→ **Problem to solve**
From the records below, pull out every line that contains the string "clicks", matching its case exactly.

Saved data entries
==================================================

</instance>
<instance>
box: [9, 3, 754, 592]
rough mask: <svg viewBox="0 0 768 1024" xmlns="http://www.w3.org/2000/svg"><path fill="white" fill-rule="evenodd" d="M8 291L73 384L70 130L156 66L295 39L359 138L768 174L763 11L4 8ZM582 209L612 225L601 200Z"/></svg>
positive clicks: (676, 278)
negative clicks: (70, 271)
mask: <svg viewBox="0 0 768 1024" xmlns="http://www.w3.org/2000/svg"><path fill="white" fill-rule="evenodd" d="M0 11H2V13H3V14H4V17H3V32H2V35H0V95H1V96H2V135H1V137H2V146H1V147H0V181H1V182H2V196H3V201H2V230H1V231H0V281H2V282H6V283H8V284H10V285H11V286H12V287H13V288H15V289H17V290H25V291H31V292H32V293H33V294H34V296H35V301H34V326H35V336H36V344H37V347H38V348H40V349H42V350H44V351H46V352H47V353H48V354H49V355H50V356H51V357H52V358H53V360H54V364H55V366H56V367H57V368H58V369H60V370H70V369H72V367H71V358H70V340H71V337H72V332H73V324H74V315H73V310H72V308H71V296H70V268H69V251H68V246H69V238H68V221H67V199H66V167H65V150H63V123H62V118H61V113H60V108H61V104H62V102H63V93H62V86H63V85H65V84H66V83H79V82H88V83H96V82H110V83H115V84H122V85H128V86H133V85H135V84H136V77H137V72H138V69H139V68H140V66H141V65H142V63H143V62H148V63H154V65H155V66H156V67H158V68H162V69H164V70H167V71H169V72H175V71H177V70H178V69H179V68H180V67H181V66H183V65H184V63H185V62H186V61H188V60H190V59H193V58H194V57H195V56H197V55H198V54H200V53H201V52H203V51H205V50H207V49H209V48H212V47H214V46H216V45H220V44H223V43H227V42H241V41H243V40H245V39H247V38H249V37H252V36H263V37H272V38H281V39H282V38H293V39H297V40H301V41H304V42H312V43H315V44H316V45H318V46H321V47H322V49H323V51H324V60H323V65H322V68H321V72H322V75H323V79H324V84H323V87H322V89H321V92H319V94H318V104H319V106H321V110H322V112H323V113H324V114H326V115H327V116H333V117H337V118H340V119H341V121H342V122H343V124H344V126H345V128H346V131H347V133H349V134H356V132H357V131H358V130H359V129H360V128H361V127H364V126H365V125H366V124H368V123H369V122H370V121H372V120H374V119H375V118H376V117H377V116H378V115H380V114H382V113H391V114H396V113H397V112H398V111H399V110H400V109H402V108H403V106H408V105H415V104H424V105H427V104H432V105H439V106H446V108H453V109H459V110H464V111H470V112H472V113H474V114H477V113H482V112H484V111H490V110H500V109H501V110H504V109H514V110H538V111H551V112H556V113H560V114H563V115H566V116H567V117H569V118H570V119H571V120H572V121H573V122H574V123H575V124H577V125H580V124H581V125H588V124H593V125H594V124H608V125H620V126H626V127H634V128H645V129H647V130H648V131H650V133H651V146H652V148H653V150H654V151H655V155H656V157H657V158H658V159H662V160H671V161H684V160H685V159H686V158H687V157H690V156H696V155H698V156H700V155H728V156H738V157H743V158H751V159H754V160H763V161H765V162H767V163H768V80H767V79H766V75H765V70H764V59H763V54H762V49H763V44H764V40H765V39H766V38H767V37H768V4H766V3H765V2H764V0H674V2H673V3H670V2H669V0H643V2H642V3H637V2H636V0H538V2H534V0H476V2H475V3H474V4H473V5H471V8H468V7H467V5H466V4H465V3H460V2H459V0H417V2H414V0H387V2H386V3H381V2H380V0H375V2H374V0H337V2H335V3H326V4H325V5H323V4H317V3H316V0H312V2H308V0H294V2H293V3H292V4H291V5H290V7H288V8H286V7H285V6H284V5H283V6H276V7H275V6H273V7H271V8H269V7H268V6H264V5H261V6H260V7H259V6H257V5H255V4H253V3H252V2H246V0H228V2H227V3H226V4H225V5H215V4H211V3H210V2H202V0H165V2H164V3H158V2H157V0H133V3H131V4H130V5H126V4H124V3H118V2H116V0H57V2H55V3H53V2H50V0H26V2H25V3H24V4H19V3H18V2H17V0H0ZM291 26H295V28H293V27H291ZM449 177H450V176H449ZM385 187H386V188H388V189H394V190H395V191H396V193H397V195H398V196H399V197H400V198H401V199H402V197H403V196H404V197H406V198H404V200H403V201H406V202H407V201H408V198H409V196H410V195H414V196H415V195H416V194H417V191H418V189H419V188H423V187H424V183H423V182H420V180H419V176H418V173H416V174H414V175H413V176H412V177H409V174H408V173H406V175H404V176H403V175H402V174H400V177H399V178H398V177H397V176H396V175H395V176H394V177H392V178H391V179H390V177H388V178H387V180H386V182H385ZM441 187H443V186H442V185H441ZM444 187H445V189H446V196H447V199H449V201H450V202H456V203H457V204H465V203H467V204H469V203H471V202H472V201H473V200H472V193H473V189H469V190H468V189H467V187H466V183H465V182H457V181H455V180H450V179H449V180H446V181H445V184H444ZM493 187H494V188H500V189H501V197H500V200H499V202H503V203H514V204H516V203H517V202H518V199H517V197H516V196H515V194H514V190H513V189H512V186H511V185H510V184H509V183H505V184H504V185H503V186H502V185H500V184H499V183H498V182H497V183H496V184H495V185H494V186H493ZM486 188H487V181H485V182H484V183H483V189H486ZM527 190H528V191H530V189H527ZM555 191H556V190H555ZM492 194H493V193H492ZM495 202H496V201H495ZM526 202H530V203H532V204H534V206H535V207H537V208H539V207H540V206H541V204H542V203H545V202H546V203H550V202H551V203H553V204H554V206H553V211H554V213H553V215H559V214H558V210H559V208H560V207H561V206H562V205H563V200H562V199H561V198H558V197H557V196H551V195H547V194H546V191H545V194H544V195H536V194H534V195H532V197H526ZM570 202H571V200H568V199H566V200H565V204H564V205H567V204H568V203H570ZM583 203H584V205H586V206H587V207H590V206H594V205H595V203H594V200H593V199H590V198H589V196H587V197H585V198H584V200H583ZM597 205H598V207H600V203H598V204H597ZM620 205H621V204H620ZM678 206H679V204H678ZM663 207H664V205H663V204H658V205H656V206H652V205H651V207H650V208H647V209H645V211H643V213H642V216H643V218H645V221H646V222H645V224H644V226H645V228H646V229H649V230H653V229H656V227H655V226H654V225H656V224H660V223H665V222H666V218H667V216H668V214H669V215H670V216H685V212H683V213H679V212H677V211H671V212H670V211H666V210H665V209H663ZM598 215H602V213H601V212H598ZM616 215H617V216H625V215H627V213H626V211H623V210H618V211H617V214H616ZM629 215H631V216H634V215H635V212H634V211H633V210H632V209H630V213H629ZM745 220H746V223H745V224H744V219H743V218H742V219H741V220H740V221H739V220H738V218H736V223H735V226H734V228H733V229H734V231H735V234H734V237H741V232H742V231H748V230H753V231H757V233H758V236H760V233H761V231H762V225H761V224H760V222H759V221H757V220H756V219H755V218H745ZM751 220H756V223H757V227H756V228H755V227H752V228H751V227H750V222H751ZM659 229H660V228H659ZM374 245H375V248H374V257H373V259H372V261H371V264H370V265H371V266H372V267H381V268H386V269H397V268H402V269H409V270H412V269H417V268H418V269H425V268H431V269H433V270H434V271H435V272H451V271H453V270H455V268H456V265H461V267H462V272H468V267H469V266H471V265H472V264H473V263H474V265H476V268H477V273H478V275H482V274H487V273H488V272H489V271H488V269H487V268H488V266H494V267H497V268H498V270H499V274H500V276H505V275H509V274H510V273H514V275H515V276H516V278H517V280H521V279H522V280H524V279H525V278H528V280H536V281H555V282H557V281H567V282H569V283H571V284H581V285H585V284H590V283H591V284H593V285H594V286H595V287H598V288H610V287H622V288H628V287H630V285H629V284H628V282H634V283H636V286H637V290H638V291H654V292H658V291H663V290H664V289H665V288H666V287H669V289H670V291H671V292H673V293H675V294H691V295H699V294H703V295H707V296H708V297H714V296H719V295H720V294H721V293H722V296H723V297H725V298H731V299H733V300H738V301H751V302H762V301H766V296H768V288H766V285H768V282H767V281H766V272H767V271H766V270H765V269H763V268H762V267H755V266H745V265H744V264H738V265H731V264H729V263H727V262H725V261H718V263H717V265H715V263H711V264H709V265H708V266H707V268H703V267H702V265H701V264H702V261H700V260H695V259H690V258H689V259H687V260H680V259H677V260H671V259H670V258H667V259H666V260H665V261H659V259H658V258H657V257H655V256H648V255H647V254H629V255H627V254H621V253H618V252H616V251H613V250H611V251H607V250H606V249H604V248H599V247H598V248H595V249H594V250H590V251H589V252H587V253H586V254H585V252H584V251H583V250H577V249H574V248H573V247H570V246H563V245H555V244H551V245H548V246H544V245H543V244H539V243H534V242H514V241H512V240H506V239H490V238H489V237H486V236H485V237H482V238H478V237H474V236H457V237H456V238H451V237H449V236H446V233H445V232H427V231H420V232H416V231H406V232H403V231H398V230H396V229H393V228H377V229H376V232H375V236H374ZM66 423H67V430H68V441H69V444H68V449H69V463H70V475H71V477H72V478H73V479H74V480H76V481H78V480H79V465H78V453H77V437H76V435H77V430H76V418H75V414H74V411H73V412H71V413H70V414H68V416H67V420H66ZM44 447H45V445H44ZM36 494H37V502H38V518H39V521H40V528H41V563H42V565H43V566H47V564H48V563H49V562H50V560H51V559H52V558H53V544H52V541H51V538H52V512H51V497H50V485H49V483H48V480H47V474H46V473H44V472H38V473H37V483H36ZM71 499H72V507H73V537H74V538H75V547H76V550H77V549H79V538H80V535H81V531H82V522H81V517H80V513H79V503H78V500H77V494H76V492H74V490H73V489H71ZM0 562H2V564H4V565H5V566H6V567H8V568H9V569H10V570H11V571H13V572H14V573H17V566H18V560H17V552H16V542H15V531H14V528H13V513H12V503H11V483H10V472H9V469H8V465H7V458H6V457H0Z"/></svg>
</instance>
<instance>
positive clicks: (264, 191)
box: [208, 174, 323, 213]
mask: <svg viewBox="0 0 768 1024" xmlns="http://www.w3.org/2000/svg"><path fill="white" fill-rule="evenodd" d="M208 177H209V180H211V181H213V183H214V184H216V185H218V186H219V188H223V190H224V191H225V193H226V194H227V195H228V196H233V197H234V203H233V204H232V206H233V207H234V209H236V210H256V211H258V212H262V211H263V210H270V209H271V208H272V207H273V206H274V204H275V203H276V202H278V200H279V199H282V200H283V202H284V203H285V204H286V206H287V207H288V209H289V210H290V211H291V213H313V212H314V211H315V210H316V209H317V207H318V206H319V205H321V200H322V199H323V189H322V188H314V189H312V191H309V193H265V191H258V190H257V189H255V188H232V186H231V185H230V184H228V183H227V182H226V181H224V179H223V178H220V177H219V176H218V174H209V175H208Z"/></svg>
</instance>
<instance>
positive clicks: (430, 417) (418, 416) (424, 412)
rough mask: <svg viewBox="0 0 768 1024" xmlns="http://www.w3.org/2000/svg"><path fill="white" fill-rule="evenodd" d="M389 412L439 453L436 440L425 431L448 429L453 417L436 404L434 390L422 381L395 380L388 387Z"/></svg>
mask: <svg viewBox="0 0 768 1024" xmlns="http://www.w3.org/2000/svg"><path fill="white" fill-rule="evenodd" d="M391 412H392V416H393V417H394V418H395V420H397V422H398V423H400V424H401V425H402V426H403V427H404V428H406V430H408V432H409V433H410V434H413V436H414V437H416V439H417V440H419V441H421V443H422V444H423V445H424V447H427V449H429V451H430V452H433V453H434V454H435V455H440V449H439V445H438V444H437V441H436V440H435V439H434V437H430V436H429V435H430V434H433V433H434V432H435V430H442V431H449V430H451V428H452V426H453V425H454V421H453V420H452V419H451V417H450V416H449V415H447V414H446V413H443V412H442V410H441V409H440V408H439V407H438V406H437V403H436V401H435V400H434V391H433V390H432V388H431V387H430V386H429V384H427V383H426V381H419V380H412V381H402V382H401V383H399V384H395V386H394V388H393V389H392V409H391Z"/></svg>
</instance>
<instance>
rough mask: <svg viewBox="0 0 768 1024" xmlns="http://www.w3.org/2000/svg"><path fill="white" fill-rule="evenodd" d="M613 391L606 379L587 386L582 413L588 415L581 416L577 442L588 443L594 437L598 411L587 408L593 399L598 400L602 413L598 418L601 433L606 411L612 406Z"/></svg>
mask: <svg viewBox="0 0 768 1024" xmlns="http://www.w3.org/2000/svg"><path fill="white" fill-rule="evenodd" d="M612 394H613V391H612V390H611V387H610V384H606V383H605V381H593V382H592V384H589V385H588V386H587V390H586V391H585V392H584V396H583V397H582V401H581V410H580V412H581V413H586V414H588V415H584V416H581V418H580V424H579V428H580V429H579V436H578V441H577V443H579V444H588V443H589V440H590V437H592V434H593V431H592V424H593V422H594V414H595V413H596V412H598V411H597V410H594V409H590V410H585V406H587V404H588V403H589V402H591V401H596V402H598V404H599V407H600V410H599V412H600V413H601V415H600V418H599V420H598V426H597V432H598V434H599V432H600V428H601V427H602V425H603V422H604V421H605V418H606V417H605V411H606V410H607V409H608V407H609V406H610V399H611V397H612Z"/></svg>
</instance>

==================================================

→ **Solution to the problem**
positive clicks: (676, 278)
negative clicks: (70, 271)
positive clicks: (264, 191)
positive clicks: (430, 417) (418, 416) (424, 412)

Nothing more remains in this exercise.